Problem statement = Scan the listing below for "Task", then report every line that has it.

Data for this exercise =
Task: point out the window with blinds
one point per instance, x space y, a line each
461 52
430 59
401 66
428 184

* * *

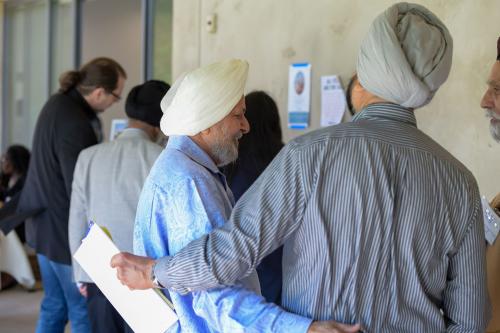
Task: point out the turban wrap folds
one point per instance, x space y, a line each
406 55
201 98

Response area =
Task: point out the window with blinds
Task: point out the turban wrap folds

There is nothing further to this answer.